● **What is expected**:
Write out the whole listing again, exactly.
— start —
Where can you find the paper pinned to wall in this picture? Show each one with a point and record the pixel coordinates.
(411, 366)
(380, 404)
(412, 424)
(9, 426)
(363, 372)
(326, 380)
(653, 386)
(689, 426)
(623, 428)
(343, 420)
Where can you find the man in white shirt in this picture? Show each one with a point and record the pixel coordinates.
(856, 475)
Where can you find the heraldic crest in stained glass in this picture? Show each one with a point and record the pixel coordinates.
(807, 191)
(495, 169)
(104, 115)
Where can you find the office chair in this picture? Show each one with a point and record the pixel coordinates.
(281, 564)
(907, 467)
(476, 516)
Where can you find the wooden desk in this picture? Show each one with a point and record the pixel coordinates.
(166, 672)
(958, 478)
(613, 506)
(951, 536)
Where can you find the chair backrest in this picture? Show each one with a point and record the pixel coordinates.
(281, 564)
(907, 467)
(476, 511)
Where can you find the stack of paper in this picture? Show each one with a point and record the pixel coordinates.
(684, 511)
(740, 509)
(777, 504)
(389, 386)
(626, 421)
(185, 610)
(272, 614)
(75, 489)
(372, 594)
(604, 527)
— end —
● **Result of the exercise**:
Where can you find the paper pinned to wall in this picture? Show each one with a point and record the pixel coordinates.
(411, 366)
(380, 404)
(412, 424)
(9, 426)
(363, 372)
(326, 380)
(653, 386)
(689, 426)
(623, 428)
(343, 420)
Where can you find the man in white shirt in this picture? Show each one with a point and record the pixel coordinates.
(856, 475)
Where can you find the heraldic crest in stained glass in this picture? Show each one with a point and record the pixel coordinates.
(807, 191)
(495, 169)
(104, 115)
Where can you find the office chair in this picture? Show each one with a point and record the pixel coordinates.
(281, 564)
(907, 467)
(476, 516)
Where can you find the wooden desk in this picture? Show each one with a point and record the pixel coordinates.
(166, 672)
(958, 478)
(613, 506)
(951, 536)
Where can you find the chair backrest in this picture? Show each one with a point and record the pixel coordinates.
(281, 564)
(907, 467)
(476, 511)
Where can you find the stack of paper in this picture? Show each one with a point and record the pixel coordinates.
(684, 511)
(740, 509)
(777, 504)
(389, 386)
(626, 421)
(185, 610)
(272, 614)
(75, 489)
(372, 594)
(604, 527)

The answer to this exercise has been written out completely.